━━━ Given text ━━━

Set list:  Walkin’ Blues, Get Out of My Life Woman , I Got A Mind To Give Up Livin’ , All These Blues, Work Song, Mary, Mary ,Two Trains Running, Never Say No, East-West.

 Paul Butterfield, vocal and harmonica, Mike Bloomfield - guitar, Elvin Bishop guitar & (vocal
on Never Say No), Mark Naftalin, organ, piano, Billy Davenport, drums, Jerome Arnold - Bass

The video is Mary, Mary!



Tuesday, January 14, 2014

# 21 East West Live

   So, the second World War ends in late 1945, thousands of young American soldiers are elated to return home, settle into the more stable world of marriage, and as a result, millions of happy babies are born. In fact, by 1946 the United States is witnessing the beginning of the largest baby boom in its history. All of these new parents want life to be different for their kids, and encourage them to pursue an education as means of improving their opportunities.

    As it turns out, life really is different these baby boomer kids.  They are more urbanized, healthier, and better educated than their parents generation, and they seem to have more friends too. However, if all goes well, babies grow up into young adults, and often, this is when some socialization problems begin. Not only do these kids want a world different from their parents, they want a complete overhaul! This request for change from young people is nothing new, but because of the numbers, the demands are louder.

    All intelligent young people question the sense of a world that is seems to have been created by the previous generation. What they see is the apparent unnerving reality of a stifled middle class life in the suburbs, so many of them rebel. They want more social freedom, and the political change that comes with it. These baby boomers are hungry for new experiences, but new experiences require experimentation.  

    One of the important figures to tap into this desire for experimentation is New York psychologist Dr. Timothy Leary. He starts using psychedelic drugs in the late fifties, and by the mid sixties he is publicly promoting the awareness benefits of  LSD (lysergic acid diethylamide) or acid to rebellious youth. In the minds of many young people, Leary is a high profile example of someone who has successfully left the confines of their expected life, so, they adopt him as an important figure in their quest for social change. Then in 1966, Leary tells everyone who is listening to "Turn on, Tune in and Drop Out".  The borrowed phrase, and everything it suggests becomes popular enough that the elites of counter culture movement embrace his ideology, the media solidifies his profile, and young people eagerly jump on the bandwagon.

━━━

What you will do:
• a. According to the post, in what year does Leary tell listeners to "Turn on, Tune in and Drop Out"?
• b. Render this sentence from the post in Spanish: "In fact, by 1946 the United States is witnessing the beginning of the largest baby boom in its history."
• c. Summarize the post in three sentences.

━━━ Data records ━━━

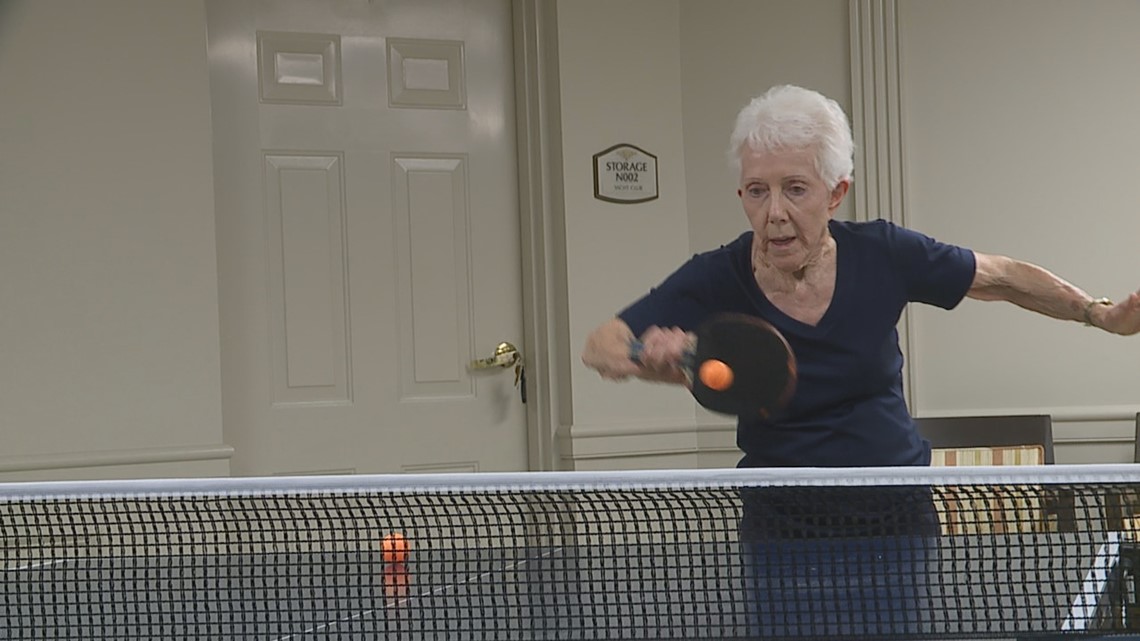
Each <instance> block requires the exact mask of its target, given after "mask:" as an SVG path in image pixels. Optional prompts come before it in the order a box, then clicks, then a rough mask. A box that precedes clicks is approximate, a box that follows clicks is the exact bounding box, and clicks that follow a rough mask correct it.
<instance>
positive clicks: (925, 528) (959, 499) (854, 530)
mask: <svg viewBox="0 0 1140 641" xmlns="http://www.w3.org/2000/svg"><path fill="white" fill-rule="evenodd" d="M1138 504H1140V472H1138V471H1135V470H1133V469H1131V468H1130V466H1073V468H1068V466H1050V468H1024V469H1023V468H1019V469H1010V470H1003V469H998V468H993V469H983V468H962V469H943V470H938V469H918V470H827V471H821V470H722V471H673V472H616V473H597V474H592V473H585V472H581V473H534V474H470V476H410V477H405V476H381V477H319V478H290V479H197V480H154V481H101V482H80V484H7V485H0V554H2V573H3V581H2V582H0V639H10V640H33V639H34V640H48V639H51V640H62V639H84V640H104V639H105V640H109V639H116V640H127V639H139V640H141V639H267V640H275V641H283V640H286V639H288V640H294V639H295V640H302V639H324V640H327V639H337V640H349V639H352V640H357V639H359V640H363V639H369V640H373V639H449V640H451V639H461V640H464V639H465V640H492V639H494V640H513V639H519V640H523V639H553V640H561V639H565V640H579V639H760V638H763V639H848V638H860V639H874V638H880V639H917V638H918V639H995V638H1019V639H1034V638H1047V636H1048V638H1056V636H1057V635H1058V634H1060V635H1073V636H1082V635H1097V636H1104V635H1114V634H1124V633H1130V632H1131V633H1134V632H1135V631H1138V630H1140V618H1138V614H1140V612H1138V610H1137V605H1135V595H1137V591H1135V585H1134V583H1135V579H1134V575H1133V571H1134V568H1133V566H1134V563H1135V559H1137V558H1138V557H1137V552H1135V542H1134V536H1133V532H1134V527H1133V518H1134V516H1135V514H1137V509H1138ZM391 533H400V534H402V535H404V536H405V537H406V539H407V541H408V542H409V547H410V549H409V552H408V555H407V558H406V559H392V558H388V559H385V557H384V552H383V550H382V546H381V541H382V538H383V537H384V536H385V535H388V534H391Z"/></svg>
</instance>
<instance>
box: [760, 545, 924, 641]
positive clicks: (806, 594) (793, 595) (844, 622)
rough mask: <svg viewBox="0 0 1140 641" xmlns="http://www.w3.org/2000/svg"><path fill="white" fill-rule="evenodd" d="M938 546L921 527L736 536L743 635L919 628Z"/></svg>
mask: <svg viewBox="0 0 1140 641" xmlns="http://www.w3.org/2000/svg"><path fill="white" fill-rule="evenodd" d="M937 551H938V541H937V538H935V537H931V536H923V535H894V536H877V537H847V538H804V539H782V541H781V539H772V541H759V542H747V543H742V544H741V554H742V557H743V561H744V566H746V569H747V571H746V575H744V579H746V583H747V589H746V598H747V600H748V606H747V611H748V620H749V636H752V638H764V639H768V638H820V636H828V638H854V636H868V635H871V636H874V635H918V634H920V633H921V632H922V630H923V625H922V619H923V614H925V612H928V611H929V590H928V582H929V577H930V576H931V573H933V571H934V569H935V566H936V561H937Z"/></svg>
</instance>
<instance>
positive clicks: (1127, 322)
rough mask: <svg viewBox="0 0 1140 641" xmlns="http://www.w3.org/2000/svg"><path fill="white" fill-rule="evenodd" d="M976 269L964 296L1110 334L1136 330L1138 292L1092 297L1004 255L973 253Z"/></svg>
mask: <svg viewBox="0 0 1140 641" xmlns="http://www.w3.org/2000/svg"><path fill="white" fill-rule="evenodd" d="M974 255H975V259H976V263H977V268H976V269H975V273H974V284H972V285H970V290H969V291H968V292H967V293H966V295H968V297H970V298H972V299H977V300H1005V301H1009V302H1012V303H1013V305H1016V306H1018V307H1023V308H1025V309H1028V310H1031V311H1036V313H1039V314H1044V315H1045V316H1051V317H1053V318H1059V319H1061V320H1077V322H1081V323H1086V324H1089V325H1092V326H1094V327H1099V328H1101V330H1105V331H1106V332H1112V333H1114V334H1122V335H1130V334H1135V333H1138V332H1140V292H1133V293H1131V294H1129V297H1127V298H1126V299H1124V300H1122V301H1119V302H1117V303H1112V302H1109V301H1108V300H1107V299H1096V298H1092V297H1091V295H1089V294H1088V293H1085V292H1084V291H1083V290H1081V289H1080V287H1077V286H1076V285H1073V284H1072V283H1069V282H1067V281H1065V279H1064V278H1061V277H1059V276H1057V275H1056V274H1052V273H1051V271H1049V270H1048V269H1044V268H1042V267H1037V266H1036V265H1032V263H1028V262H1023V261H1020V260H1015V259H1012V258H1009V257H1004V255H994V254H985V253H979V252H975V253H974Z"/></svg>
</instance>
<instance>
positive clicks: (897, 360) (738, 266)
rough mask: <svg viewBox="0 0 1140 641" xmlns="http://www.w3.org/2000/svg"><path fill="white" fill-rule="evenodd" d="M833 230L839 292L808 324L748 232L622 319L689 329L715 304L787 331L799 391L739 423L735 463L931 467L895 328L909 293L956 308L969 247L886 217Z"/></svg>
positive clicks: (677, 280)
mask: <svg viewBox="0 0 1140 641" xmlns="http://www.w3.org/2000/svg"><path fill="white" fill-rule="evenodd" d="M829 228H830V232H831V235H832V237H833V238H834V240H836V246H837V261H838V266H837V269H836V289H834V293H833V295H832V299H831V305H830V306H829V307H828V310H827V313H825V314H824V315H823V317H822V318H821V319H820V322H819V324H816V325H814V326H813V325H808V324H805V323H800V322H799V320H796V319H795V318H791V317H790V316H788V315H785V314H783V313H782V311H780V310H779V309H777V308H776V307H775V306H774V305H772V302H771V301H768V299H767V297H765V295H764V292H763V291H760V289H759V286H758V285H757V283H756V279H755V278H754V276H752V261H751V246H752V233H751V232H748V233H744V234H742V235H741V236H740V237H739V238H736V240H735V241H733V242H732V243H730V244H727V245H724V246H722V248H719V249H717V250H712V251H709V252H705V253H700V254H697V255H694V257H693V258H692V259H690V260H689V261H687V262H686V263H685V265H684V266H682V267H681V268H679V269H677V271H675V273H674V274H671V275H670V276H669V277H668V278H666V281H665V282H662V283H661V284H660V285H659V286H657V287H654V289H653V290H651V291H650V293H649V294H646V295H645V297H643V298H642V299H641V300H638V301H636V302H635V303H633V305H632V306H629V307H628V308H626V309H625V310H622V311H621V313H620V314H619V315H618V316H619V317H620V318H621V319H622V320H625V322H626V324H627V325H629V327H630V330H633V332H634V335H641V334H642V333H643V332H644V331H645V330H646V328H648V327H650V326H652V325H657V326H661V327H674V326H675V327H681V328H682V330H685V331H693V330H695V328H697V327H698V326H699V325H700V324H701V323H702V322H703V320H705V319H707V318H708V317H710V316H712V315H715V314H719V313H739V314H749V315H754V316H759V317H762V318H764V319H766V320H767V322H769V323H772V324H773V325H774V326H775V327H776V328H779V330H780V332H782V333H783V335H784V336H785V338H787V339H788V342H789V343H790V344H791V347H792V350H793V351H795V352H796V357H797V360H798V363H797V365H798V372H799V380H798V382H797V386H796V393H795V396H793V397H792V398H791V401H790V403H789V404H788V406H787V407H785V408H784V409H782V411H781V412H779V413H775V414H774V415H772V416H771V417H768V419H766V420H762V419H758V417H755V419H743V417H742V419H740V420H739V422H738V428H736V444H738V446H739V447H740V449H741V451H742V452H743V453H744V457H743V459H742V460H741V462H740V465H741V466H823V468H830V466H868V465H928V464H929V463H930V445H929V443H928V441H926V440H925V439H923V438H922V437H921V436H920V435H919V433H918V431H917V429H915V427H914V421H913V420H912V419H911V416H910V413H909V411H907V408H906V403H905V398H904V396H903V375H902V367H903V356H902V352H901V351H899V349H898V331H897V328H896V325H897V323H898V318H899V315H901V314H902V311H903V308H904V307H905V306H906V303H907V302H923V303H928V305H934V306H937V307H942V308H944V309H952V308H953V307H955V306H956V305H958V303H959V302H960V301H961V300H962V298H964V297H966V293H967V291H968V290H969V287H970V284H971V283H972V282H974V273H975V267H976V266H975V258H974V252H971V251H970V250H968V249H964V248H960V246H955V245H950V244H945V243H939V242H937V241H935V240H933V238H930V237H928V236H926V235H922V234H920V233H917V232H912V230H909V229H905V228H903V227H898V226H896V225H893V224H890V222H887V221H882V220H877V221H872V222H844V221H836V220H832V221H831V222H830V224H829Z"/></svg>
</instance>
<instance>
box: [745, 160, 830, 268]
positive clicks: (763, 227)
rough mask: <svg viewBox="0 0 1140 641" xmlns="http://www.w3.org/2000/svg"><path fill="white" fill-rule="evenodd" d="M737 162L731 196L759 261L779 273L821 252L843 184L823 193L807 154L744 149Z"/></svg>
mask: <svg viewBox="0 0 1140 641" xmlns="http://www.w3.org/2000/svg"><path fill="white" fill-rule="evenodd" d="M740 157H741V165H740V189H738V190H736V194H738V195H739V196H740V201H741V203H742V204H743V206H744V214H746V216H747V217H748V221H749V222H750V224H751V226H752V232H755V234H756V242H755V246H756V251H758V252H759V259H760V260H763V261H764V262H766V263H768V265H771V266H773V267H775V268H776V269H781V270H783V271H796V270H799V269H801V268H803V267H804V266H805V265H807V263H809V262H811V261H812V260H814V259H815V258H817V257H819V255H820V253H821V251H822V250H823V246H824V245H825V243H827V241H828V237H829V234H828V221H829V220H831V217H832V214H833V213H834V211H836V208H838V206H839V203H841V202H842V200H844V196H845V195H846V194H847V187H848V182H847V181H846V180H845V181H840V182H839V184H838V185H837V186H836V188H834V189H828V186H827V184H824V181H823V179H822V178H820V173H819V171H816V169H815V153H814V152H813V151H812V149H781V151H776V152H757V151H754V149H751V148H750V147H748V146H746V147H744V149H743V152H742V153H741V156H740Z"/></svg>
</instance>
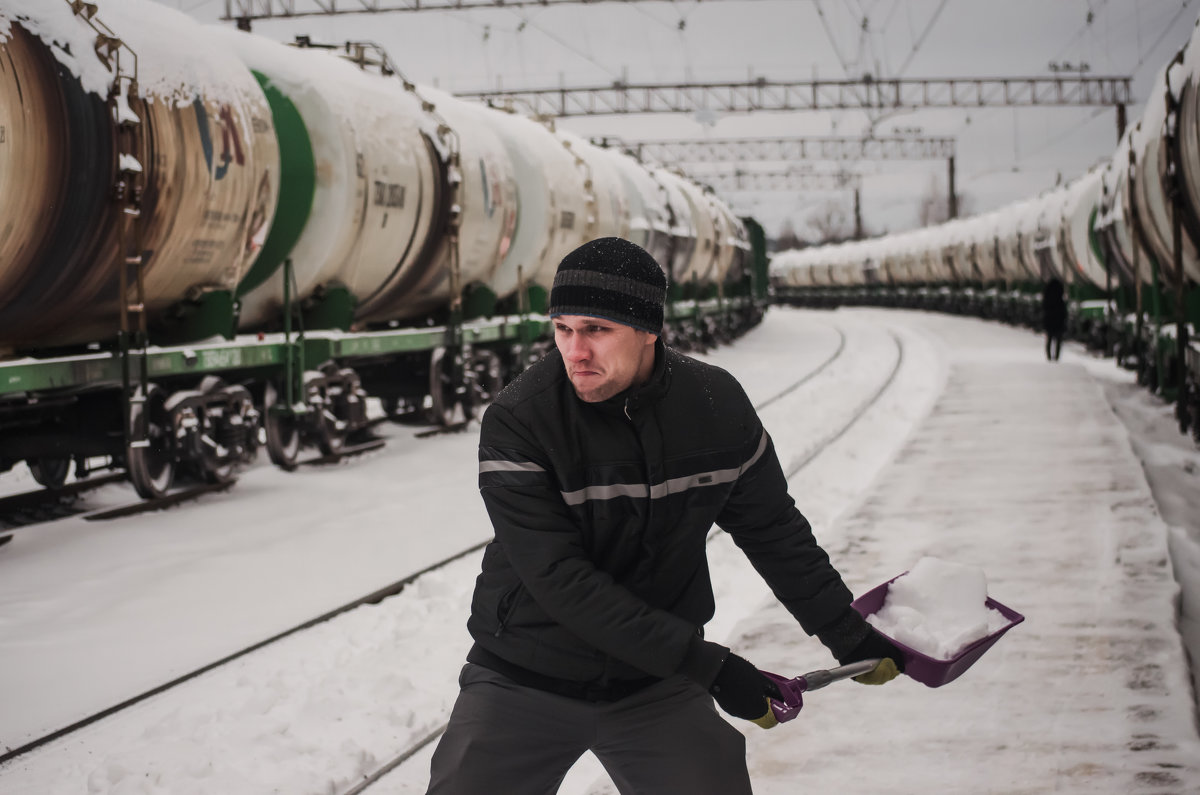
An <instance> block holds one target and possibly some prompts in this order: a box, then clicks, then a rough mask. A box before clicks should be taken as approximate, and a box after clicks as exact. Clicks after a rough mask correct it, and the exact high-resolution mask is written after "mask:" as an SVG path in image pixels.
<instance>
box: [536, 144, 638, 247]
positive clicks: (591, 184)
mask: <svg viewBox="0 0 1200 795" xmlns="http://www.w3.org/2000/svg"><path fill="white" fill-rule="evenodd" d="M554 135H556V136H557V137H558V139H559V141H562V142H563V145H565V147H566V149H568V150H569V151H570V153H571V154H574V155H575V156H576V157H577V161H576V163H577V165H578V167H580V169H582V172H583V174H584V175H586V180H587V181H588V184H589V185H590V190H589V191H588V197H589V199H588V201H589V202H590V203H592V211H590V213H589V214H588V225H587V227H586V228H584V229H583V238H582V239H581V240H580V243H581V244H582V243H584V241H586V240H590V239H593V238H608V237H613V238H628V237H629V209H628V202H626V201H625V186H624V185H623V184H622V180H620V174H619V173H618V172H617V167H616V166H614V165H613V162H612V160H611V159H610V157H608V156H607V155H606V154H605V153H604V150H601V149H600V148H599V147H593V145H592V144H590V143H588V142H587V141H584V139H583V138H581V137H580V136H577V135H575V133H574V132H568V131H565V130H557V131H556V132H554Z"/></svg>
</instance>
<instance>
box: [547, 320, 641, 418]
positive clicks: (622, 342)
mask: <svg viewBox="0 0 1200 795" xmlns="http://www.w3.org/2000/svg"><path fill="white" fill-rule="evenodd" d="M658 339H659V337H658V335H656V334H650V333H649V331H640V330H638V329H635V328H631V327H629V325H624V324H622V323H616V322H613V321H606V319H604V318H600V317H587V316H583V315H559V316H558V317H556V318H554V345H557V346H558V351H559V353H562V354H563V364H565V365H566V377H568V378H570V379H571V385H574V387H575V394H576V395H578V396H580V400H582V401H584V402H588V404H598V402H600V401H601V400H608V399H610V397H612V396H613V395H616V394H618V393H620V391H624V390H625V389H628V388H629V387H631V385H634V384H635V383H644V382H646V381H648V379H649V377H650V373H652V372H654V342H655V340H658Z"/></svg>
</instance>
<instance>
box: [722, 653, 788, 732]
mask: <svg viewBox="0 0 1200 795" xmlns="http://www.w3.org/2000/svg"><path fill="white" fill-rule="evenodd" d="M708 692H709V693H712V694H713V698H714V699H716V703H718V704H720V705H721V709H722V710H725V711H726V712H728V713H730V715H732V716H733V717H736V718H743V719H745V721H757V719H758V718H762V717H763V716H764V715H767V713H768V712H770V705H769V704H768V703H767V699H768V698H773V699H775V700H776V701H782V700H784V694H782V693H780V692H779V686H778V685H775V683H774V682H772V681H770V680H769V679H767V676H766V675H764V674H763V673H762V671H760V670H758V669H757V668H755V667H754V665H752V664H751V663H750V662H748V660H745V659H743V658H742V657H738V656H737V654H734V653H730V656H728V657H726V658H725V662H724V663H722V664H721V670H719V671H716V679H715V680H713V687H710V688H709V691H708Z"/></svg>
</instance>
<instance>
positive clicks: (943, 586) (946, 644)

━━━

Answers given:
• a. 1966

• b. De hecho, hacia 1946 Estados Unidos presencia el inicio del mayor auge de natalidad de su historia.

• c. The post opens with a set list and lineup for Paul Butterfield's band, with Mike Bloomfield and Elvin Bishop on guitar. After World War II ended in late 1945, the largest baby boom in American history produced a generation that grew up better educated than its parents and rebelled in search of social freedom and political change. New York psychologist Dr. Timothy Leary, who promoted LSD to rebellious youth, became an important figure for them, and his 1966 call to "Turn on, Tune in and Drop Out" was widely embraced.